• _EXERCISE INSTRUCTIONS_:
Render every line of the entries below as a Markdown table with the columns "Index" and "Text", numbering the rows and skipping blank lines. Omit the pictures.

• _SUPPLIED MATERIAL_:

┌────────

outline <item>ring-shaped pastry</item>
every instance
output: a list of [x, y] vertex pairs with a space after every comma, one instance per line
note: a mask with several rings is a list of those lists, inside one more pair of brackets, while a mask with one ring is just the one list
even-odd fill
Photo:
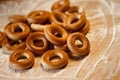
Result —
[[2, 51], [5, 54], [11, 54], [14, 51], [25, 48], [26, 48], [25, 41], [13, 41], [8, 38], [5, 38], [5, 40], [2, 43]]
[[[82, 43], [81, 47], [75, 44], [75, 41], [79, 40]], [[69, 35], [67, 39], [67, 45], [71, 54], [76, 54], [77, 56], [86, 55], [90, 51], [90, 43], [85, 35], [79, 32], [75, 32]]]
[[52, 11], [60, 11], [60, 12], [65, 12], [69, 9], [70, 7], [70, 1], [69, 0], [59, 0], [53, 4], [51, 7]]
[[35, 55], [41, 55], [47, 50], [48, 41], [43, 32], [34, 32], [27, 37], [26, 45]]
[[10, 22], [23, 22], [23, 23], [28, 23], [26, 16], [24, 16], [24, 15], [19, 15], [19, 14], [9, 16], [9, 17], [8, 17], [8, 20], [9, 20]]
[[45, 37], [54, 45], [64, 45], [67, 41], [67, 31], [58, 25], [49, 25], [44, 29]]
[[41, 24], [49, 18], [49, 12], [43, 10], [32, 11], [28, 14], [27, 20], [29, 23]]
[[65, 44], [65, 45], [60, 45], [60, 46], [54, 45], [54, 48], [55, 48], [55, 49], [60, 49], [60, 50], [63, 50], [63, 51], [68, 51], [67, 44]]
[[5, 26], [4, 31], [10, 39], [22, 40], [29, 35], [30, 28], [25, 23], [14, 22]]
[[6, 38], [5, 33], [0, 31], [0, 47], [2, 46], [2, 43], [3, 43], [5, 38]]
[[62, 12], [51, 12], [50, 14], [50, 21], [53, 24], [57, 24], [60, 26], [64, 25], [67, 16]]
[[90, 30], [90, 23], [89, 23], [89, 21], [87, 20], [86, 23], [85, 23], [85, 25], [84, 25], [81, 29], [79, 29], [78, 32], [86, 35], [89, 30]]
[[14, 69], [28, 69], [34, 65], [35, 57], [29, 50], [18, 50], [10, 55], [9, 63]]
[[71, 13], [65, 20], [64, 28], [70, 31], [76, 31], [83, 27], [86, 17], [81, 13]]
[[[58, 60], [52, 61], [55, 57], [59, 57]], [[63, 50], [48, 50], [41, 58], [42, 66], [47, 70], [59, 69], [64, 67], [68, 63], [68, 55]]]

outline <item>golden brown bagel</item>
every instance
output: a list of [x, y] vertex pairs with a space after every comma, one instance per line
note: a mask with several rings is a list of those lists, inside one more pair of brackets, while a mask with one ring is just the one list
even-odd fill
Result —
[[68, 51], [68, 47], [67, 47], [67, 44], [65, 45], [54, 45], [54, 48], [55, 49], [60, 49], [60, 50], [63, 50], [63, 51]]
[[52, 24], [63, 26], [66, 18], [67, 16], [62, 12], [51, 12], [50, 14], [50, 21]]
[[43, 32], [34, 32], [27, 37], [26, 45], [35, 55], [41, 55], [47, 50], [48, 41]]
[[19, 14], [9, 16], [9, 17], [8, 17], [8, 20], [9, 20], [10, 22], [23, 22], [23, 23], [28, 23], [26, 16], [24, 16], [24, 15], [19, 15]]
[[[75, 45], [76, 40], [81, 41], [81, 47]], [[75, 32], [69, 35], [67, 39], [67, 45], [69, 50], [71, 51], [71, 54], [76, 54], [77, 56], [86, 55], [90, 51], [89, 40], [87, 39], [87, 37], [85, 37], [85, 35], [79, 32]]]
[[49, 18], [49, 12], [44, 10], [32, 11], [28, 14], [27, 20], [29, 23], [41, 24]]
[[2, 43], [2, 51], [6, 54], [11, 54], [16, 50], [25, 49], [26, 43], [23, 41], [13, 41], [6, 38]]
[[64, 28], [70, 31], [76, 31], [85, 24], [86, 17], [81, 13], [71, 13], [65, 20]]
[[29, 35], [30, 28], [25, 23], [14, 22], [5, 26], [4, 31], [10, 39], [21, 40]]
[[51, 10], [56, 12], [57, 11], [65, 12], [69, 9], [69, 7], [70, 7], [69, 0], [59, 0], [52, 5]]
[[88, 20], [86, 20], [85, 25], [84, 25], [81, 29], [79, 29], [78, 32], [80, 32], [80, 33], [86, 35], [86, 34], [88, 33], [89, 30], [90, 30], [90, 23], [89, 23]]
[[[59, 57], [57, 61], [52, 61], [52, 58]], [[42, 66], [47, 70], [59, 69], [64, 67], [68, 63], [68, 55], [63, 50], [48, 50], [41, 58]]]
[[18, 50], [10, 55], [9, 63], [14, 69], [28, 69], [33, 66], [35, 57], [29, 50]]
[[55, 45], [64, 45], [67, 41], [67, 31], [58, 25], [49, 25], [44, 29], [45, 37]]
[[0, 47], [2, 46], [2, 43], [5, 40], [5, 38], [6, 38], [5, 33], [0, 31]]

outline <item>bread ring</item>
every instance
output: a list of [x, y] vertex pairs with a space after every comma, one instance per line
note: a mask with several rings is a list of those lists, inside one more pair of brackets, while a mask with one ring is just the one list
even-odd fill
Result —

└────────

• _PROBLEM SOLUTION_:
| Index | Text |
|---|---|
| 1 | outline <item>ring-shaped pastry</item> |
| 2 | every instance |
| 3 | output: a list of [x, y] vertex pairs with a space after every comma, one instance per line |
| 4 | note: a mask with several rings is a list of those lists, inside one more pair of brackets, while a mask with one ring is just the one list |
| 5 | even-odd fill |
| 6 | Photo: |
| 7 | Result — |
| 8 | [[2, 51], [5, 54], [11, 54], [14, 51], [25, 48], [26, 48], [25, 41], [13, 41], [8, 38], [5, 38], [5, 40], [2, 43]] |
| 9 | [[[82, 43], [81, 47], [75, 44], [75, 41], [79, 40]], [[69, 35], [67, 39], [67, 45], [71, 54], [76, 54], [77, 56], [86, 55], [90, 51], [90, 43], [85, 35], [79, 32], [75, 32]]] |
| 10 | [[52, 11], [60, 11], [60, 12], [65, 12], [69, 9], [70, 7], [70, 1], [69, 0], [59, 0], [53, 4], [51, 7]] |
| 11 | [[35, 55], [41, 55], [47, 50], [48, 41], [43, 32], [34, 32], [27, 37], [26, 45]] |
| 12 | [[10, 22], [23, 22], [23, 23], [28, 23], [26, 16], [24, 16], [24, 15], [19, 15], [19, 14], [9, 16], [9, 17], [8, 17], [8, 20], [9, 20]] |
| 13 | [[45, 37], [54, 45], [64, 45], [67, 41], [67, 31], [58, 25], [49, 25], [44, 29]] |
| 14 | [[41, 24], [49, 18], [49, 12], [43, 10], [32, 11], [28, 14], [27, 20], [29, 23]] |
| 15 | [[65, 44], [65, 45], [60, 45], [60, 46], [54, 45], [54, 48], [55, 48], [55, 49], [60, 49], [60, 50], [63, 50], [63, 51], [68, 51], [67, 44]] |
| 16 | [[5, 26], [4, 31], [10, 39], [22, 40], [29, 35], [30, 28], [25, 23], [14, 22]] |
| 17 | [[6, 38], [5, 33], [0, 31], [0, 47], [2, 46], [2, 43], [3, 43], [5, 38]] |
| 18 | [[62, 12], [51, 12], [50, 14], [50, 21], [53, 24], [57, 24], [60, 26], [64, 25], [67, 16]] |
| 19 | [[90, 30], [90, 23], [89, 23], [89, 21], [87, 20], [86, 23], [85, 23], [85, 25], [84, 25], [81, 29], [79, 29], [78, 32], [86, 35], [89, 30]] |
| 20 | [[14, 69], [28, 69], [34, 65], [35, 57], [29, 50], [18, 50], [10, 55], [9, 63]] |
| 21 | [[71, 13], [65, 20], [64, 28], [70, 31], [76, 31], [83, 27], [86, 17], [81, 13]] |
| 22 | [[[58, 60], [52, 61], [55, 57], [59, 57]], [[63, 50], [48, 50], [41, 58], [42, 66], [47, 70], [59, 69], [64, 67], [68, 63], [68, 55]]] |
| 23 | outline <item>golden brown bagel</item> |
| 24 | every instance |
| 25 | output: a list of [x, y] vertex pairs with a space after every comma, one instance per line |
| 26 | note: a mask with several rings is a list of those lists, inside one more pair of brackets, while a mask with one ring is just the one list |
| 27 | even-odd fill |
| 28 | Result — |
| 29 | [[68, 51], [68, 47], [67, 47], [67, 44], [65, 45], [54, 45], [54, 48], [55, 49], [60, 49], [60, 50], [63, 50], [63, 51]] |
| 30 | [[52, 24], [63, 26], [66, 18], [67, 16], [62, 12], [51, 12], [50, 14], [50, 21]] |
| 31 | [[43, 32], [34, 32], [27, 37], [26, 45], [35, 55], [41, 55], [47, 50], [48, 41]] |
| 32 | [[19, 14], [9, 16], [9, 17], [8, 17], [8, 20], [9, 20], [10, 22], [23, 22], [23, 23], [28, 23], [26, 16], [24, 16], [24, 15], [19, 15]] |
| 33 | [[[75, 45], [76, 40], [81, 41], [81, 47]], [[75, 32], [69, 35], [67, 39], [67, 45], [69, 50], [71, 51], [71, 54], [76, 54], [77, 56], [86, 55], [90, 51], [89, 40], [87, 39], [87, 37], [85, 37], [85, 35], [79, 32]]] |
| 34 | [[49, 18], [49, 12], [44, 10], [32, 11], [28, 14], [27, 20], [29, 23], [41, 24]] |
| 35 | [[2, 43], [2, 51], [6, 54], [11, 54], [16, 50], [25, 49], [26, 43], [23, 41], [13, 41], [6, 38]] |
| 36 | [[64, 28], [70, 31], [76, 31], [85, 24], [86, 17], [81, 13], [71, 13], [65, 20]] |
| 37 | [[29, 35], [30, 28], [25, 23], [14, 22], [5, 26], [4, 31], [10, 39], [21, 40]] |
| 38 | [[51, 10], [56, 12], [57, 11], [65, 12], [69, 9], [69, 7], [70, 7], [69, 0], [59, 0], [52, 5]] |
| 39 | [[88, 20], [86, 20], [85, 25], [84, 25], [81, 29], [79, 29], [78, 32], [80, 32], [80, 33], [86, 35], [86, 34], [88, 33], [89, 30], [90, 30], [90, 23], [89, 23]] |
| 40 | [[[59, 57], [57, 61], [52, 61], [52, 58]], [[42, 66], [47, 70], [59, 69], [64, 67], [68, 63], [68, 55], [63, 50], [48, 50], [41, 58]]] |
| 41 | [[18, 50], [10, 55], [9, 63], [14, 69], [28, 69], [33, 66], [35, 57], [29, 50]] |
| 42 | [[55, 45], [64, 45], [67, 41], [67, 31], [58, 25], [49, 25], [44, 29], [45, 37]] |
| 43 | [[0, 47], [2, 46], [2, 43], [5, 40], [5, 38], [6, 38], [5, 33], [0, 31]] |
| 44 | outline <item>bread ring</item> |
| 45 | every instance |
| 46 | output: a list of [x, y] vertex pairs with a space after every comma, one instance per line |
| 47 | note: a mask with several rings is a list of those lists, inside one more pair of brackets, while a mask with one ring is just the one list |
| 48 | even-odd fill |
| 49 | Result — |